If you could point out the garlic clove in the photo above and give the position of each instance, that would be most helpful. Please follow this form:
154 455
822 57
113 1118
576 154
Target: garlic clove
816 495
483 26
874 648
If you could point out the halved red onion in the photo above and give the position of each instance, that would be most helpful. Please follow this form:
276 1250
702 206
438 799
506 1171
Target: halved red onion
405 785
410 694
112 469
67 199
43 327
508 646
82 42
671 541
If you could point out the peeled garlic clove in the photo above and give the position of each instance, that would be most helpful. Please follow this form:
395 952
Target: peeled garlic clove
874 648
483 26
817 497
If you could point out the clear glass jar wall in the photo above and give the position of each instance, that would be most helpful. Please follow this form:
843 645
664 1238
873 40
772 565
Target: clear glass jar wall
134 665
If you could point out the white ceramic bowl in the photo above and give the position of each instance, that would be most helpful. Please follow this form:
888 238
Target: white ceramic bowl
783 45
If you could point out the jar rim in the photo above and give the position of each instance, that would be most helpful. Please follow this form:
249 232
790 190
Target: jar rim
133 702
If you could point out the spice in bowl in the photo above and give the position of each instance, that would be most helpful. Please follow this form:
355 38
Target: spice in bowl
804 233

---------------

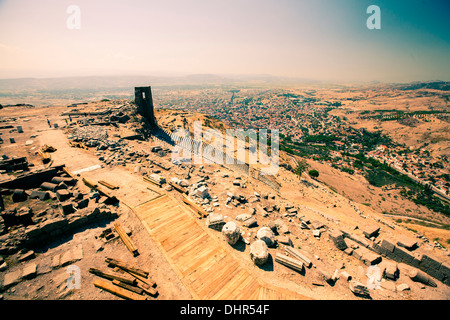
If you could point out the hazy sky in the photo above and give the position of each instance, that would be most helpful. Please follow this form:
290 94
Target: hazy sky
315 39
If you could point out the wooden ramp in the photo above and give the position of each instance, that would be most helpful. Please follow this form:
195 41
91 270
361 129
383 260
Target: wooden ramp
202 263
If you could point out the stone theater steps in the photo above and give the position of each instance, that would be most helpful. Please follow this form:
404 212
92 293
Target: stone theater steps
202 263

---------------

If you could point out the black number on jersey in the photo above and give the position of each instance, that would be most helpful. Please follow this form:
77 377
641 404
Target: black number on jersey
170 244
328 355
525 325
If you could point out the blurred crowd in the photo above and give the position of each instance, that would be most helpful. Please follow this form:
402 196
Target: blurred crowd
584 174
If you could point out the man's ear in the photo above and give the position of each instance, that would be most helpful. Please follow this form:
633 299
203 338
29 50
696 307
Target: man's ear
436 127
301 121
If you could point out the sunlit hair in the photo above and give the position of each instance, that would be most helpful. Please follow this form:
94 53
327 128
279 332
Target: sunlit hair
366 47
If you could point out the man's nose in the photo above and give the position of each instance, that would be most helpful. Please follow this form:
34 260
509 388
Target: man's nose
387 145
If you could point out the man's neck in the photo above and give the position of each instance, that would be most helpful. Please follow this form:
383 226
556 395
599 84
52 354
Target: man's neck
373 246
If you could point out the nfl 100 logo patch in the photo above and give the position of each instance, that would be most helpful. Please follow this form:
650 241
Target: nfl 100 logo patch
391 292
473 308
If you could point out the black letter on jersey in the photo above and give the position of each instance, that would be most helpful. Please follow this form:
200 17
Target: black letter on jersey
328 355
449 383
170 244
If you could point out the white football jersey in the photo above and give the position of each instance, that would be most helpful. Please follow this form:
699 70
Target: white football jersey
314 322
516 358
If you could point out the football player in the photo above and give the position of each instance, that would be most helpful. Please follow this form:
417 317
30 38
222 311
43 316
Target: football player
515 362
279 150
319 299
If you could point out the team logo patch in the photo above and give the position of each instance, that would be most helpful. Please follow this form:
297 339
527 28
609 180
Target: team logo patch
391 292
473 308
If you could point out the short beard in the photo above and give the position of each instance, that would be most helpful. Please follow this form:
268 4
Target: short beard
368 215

---------------

**KURZER AUFTRAG**: Zieh aus dem Material oben jede Zeile heraus, in der die Zeichenfolge „beard“ vorkommt.

**ALS ANTWORT**:
If you could point out the short beard in the photo above and give the position of each instance, that would be most helpful. Please follow this form:
Target: short beard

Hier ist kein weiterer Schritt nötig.